***** EXERCISE INPUT *****

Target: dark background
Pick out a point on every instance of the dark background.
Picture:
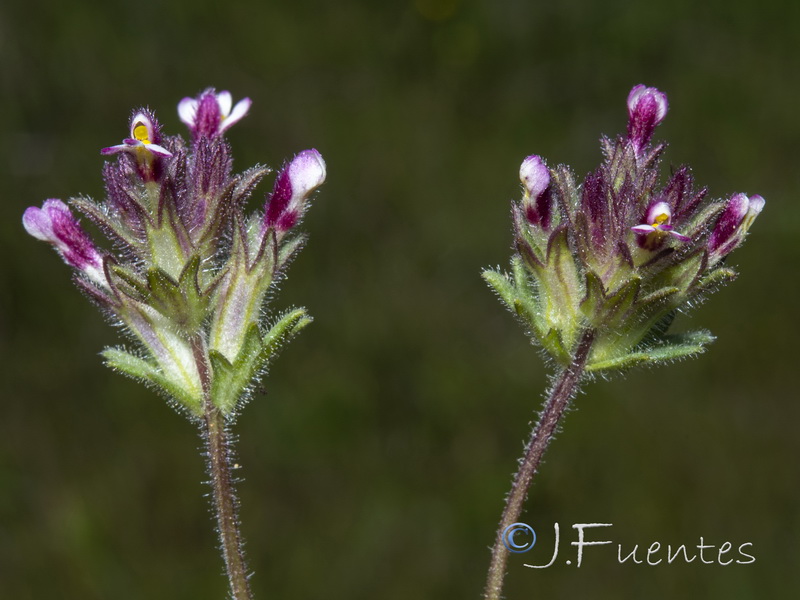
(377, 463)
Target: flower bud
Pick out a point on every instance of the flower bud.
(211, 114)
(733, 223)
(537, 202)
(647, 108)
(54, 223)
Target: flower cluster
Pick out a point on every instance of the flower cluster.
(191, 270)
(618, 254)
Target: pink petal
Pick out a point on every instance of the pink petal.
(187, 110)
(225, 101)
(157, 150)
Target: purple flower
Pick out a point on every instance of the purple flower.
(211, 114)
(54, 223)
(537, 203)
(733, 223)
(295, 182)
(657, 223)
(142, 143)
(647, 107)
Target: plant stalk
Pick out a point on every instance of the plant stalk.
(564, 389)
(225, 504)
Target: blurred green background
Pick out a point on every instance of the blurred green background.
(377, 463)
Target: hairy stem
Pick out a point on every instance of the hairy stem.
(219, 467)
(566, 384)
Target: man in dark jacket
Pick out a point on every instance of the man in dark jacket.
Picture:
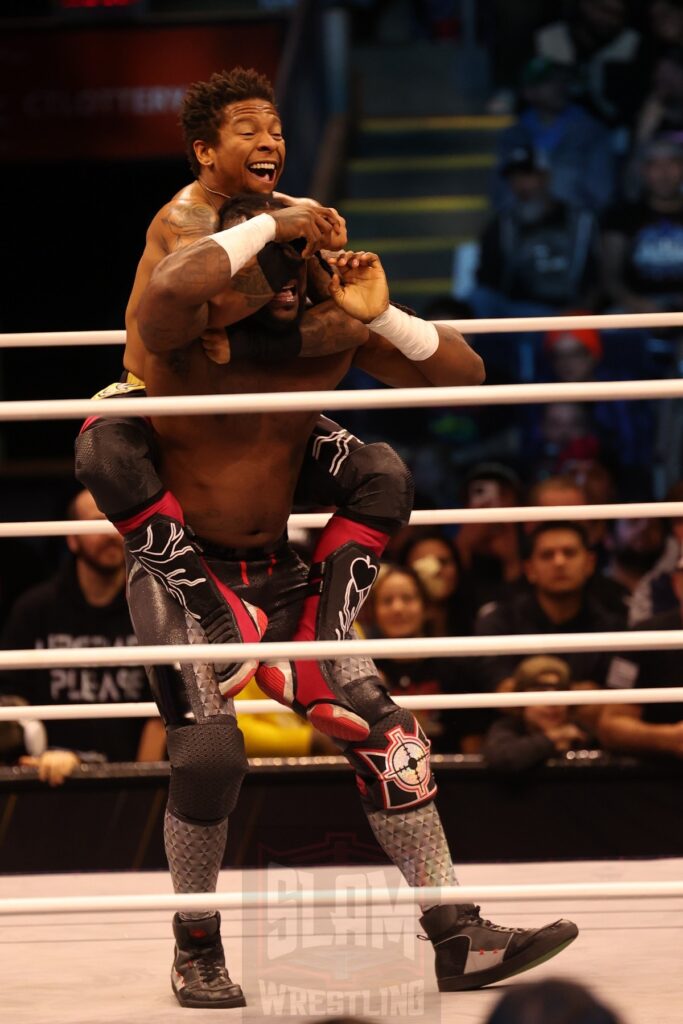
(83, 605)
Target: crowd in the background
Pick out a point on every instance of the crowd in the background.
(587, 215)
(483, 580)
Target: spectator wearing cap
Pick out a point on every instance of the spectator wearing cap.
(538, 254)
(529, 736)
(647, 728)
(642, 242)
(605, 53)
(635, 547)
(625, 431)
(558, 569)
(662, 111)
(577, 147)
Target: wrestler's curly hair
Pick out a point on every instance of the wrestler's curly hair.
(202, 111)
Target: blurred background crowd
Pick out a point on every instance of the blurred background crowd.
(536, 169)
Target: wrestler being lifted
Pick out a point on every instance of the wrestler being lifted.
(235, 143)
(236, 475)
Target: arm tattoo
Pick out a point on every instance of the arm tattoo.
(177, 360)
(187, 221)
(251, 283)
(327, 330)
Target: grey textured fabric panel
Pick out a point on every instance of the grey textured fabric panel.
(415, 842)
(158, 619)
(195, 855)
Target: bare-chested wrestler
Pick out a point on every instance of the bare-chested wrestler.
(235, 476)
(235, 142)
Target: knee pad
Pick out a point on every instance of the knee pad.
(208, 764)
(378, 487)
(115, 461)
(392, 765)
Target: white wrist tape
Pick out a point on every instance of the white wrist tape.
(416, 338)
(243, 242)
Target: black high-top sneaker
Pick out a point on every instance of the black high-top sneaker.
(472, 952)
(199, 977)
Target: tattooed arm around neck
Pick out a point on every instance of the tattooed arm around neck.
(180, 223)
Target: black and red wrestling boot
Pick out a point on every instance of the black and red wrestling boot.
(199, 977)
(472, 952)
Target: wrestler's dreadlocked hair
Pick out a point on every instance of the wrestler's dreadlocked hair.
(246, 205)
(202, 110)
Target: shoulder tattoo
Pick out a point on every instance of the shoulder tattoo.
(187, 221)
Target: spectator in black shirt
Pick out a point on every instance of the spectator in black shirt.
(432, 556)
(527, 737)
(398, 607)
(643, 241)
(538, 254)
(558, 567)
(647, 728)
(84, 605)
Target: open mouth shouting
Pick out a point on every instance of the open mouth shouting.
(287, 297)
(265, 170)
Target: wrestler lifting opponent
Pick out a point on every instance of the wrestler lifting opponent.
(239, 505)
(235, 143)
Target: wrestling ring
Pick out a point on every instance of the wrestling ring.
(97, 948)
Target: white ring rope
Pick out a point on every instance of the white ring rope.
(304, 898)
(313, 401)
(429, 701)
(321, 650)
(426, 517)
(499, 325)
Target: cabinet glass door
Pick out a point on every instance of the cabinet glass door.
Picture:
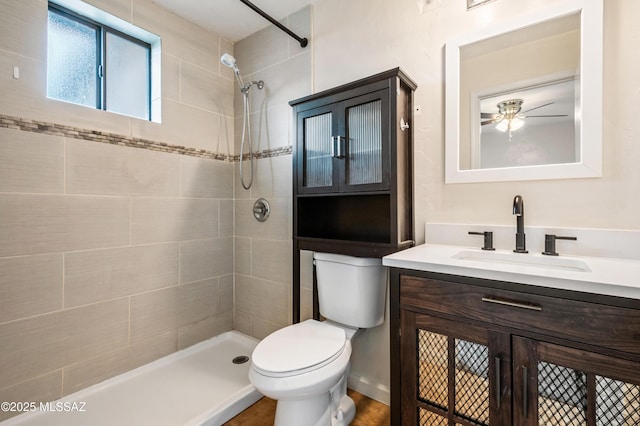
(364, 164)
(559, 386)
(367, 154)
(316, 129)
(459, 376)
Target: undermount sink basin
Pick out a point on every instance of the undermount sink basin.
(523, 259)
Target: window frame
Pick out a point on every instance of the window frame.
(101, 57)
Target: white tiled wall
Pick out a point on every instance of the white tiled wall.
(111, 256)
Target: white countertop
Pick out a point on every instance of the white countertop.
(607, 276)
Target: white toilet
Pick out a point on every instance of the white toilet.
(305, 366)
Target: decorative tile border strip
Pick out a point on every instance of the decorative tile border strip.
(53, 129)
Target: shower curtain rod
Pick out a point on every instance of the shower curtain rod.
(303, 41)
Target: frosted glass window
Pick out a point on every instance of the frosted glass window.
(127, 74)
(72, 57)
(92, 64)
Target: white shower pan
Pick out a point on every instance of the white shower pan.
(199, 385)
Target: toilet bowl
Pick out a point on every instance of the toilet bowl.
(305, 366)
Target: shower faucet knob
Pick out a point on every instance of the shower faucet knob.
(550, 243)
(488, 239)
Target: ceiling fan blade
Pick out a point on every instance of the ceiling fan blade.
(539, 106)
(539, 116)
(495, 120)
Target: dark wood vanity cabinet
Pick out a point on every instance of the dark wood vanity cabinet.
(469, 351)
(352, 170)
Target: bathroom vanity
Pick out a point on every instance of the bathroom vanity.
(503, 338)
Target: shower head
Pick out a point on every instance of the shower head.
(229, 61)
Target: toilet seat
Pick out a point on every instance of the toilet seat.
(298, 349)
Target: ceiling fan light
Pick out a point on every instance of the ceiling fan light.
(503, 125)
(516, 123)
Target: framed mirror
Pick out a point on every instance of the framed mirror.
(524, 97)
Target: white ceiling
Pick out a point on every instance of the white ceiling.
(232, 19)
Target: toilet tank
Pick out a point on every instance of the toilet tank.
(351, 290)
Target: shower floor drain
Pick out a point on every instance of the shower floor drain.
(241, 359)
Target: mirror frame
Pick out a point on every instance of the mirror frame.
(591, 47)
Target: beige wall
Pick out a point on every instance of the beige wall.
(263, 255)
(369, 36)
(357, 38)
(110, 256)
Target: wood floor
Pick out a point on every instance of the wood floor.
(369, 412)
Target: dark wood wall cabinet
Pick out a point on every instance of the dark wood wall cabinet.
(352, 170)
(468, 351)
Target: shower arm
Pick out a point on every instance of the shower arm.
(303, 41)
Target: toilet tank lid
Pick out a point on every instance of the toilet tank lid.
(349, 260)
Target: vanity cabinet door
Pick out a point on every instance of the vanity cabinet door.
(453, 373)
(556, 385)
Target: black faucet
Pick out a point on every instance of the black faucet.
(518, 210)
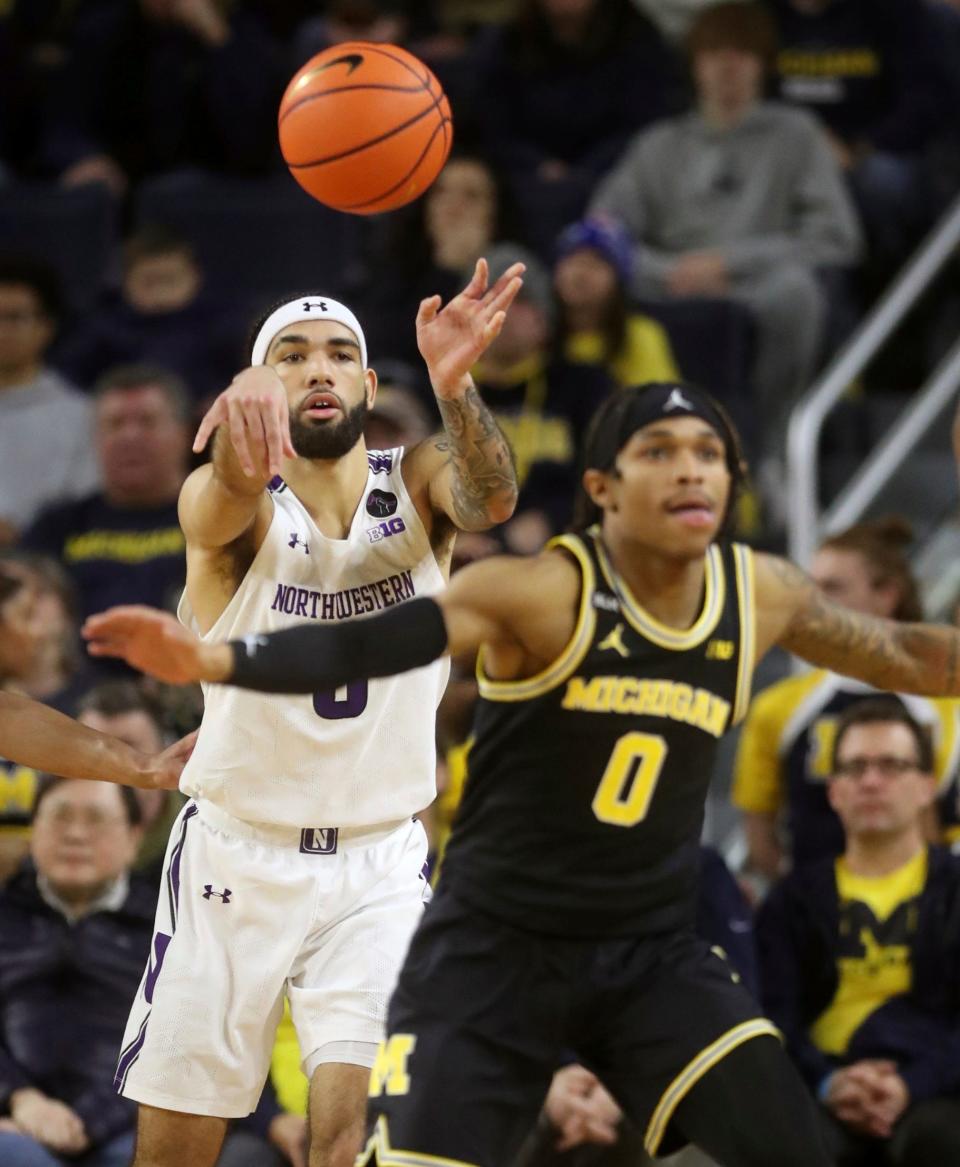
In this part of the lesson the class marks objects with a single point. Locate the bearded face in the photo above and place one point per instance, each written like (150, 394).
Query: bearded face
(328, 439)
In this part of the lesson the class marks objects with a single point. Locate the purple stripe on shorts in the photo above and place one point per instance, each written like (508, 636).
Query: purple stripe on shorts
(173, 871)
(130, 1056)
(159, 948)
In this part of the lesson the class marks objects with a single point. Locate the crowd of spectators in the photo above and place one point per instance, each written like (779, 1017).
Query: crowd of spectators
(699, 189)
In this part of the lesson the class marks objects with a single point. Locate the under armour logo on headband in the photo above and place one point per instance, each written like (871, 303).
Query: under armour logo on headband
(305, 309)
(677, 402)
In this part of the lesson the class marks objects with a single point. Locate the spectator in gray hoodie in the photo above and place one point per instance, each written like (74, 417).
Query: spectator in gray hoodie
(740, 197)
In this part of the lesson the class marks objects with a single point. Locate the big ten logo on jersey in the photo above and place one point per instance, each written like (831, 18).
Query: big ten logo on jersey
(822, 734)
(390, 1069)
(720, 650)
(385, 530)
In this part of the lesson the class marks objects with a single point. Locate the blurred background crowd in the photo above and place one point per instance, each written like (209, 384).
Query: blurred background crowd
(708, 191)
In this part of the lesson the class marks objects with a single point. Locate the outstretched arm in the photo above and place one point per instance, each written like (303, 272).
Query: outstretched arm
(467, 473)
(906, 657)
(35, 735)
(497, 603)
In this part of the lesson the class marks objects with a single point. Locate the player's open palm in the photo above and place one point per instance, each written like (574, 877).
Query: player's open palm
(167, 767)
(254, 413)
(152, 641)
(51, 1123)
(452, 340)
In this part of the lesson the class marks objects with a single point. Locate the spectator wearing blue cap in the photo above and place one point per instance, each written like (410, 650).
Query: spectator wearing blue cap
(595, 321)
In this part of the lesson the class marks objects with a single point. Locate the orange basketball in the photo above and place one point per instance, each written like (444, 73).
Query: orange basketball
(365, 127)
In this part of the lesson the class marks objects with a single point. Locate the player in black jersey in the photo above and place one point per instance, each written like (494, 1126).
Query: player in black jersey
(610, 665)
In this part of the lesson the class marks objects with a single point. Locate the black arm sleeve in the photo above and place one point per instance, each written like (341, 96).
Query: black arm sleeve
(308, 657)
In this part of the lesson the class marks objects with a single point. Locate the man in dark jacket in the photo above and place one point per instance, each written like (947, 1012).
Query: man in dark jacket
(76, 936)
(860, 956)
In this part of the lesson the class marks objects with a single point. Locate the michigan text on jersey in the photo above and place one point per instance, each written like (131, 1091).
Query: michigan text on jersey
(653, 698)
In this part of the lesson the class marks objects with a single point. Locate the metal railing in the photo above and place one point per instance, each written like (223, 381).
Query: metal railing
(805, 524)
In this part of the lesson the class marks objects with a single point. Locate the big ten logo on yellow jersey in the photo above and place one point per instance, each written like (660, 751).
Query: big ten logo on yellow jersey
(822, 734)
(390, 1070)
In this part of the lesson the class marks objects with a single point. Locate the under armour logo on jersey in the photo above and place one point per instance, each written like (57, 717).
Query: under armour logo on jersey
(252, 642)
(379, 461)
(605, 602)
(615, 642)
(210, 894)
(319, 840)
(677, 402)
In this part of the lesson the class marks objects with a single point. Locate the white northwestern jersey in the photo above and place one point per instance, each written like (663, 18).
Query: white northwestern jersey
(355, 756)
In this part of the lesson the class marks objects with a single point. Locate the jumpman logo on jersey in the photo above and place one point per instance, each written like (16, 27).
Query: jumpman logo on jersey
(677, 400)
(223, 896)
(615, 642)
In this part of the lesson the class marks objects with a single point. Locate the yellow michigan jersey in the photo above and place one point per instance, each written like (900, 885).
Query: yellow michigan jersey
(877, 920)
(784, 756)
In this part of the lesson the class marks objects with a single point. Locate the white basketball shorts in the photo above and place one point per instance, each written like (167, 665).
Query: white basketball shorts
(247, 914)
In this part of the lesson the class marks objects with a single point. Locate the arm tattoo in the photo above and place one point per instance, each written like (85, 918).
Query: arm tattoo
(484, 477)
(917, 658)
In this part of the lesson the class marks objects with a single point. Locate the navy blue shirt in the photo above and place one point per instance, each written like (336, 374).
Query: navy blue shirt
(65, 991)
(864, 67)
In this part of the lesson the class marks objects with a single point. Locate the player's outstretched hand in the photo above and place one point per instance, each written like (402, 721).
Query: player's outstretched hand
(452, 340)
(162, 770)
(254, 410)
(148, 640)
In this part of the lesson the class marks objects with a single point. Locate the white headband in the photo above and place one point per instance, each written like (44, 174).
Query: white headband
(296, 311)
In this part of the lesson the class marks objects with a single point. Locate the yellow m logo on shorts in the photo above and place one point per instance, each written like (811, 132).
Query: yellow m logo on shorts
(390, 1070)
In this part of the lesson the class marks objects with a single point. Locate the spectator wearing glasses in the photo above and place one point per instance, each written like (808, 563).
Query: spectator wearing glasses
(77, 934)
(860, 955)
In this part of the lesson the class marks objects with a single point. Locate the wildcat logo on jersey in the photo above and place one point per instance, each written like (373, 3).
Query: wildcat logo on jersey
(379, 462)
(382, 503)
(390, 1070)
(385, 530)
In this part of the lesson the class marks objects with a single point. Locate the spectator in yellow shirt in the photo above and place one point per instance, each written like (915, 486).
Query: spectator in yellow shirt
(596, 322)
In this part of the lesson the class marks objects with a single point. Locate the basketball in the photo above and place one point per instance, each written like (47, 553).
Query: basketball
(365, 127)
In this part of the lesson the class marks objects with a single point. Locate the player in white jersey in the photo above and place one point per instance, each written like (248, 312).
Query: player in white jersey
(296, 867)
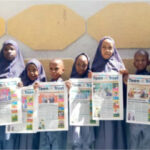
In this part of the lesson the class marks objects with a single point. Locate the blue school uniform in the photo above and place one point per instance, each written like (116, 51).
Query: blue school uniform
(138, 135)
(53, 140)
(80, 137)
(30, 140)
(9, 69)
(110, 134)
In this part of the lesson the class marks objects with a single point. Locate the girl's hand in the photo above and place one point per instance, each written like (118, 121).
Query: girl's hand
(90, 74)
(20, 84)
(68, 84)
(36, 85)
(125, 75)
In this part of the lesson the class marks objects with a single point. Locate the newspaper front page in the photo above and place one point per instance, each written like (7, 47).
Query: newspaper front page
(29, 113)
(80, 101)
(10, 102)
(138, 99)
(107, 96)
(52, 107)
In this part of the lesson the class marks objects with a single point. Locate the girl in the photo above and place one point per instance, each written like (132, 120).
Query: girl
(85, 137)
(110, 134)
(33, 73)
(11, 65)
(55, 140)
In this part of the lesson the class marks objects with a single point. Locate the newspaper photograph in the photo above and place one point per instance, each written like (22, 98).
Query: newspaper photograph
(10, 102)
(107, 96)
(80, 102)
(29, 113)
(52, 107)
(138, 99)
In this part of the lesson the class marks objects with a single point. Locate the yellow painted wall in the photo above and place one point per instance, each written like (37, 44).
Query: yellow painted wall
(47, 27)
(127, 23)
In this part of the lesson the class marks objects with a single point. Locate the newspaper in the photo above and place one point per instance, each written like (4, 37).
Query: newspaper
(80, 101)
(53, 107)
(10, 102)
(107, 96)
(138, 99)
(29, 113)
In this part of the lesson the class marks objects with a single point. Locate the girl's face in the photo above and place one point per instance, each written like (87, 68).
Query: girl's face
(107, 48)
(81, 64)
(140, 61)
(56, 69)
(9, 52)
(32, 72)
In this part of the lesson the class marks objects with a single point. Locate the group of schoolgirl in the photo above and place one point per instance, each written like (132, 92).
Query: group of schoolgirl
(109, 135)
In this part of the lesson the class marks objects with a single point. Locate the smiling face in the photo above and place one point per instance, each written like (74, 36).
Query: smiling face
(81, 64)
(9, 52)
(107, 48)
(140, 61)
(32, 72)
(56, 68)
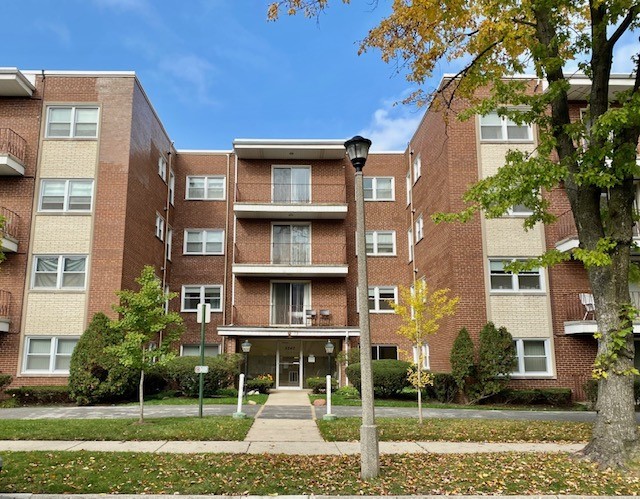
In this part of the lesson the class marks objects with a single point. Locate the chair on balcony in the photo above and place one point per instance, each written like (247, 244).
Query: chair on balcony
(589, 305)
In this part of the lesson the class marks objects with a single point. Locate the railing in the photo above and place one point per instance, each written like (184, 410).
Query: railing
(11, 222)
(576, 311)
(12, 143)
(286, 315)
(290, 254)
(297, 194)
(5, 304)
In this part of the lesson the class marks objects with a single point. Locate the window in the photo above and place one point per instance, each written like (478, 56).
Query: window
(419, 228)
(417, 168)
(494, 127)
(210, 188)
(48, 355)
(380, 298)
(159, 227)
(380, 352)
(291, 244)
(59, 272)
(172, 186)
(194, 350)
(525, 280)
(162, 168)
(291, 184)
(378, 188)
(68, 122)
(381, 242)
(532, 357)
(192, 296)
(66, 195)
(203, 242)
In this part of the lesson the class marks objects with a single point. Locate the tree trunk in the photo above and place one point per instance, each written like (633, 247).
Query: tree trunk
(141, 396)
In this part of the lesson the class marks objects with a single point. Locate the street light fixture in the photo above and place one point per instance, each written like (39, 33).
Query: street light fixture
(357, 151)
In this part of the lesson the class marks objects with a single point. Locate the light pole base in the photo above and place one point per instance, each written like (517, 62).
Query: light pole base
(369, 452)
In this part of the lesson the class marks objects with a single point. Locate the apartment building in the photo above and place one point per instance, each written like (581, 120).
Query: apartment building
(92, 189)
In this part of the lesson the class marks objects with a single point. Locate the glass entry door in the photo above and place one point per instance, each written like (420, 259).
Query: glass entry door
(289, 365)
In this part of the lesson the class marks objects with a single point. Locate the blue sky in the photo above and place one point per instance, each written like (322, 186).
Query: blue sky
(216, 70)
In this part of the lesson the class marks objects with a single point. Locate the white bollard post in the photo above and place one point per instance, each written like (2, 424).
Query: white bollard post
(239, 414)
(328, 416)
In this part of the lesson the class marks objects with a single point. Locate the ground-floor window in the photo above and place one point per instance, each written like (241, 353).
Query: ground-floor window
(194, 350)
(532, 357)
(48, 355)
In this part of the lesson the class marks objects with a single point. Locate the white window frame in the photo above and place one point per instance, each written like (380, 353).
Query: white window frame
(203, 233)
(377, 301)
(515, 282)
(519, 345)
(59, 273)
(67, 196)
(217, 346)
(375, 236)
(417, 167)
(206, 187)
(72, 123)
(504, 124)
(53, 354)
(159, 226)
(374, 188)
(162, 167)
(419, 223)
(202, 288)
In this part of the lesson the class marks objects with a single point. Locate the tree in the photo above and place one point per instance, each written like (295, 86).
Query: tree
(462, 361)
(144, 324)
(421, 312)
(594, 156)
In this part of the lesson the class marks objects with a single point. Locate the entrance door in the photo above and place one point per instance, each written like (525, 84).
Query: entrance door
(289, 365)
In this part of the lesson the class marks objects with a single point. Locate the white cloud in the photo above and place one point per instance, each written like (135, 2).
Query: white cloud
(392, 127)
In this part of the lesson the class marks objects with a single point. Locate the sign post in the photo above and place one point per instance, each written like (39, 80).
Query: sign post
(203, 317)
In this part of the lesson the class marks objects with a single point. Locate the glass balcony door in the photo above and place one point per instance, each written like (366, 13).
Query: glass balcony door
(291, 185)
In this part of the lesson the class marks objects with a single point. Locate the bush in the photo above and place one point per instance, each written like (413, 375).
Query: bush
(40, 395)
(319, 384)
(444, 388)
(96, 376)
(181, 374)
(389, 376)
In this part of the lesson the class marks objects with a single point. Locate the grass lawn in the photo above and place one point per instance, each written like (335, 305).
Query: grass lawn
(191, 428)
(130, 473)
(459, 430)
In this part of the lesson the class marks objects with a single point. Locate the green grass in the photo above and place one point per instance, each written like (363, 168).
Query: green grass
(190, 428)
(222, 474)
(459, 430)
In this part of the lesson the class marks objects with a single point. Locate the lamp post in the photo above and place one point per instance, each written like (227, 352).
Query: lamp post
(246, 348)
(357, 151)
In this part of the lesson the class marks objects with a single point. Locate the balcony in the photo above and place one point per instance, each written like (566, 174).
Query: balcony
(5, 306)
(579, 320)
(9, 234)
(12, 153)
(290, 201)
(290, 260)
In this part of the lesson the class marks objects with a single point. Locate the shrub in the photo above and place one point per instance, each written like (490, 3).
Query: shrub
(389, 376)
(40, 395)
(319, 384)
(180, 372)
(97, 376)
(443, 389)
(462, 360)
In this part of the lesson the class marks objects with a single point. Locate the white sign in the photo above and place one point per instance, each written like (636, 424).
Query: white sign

*****

### PROBLEM TO SOLVE
From the data above, return only the lines starting at the line that holds "Query: white headband" and ending at the line that holds "like (118, 121).", word for word and without pictures.

### EXERCISE RESPONSE
Query: white headband
(296, 311)
In this part of the lesson the class marks objects with a single point. Locate the yellow m logo on shorts in the photo above and place one point per instance, each written like (811, 132).
Query: yellow m logo on shorts
(390, 1070)
In this part of the lesson the class marks objects with a single point. Locate the spectator wearing glasses in the photo above and place one point per instance, each written like (808, 563).
Query: spectator wearing glasses
(77, 934)
(860, 955)
In this part of the lesson the class marks objects with a single point. Locate the wildcat logo on jersey in the photo above and place one point per instance, each written like (373, 3).
Query: wildcat logo on jersey
(379, 462)
(382, 503)
(390, 1070)
(385, 530)
In this part of the lesson the class marks objects with a single point. Locate the spectator in yellow shirt in the photo above and place one point per instance, each written like (915, 486).
Query: spectator in yellow shirt
(596, 322)
In this part of the lesson the class marks objects with a single point. Locate the basketball in the photo above and place one point per instance, each written like (47, 553).
Query: basketball
(365, 127)
In this part of the lesson the class marks objects with a single point. Locate the player in white jersey in the photo above and place one point per instance, each written like (248, 312).
Query: player in white jersey
(296, 867)
In this part of the lesson the class marks objects with a single point. Locate the blue school uniform in the photo above and place one point per instance, each written like (116, 51).
Query: blue school uniform
(138, 135)
(53, 140)
(80, 137)
(30, 140)
(9, 69)
(110, 134)
In this part of the lesson the class marks objects with a single point. Locate the girl's hand in the photo above and place one point per instance, each written like (118, 121).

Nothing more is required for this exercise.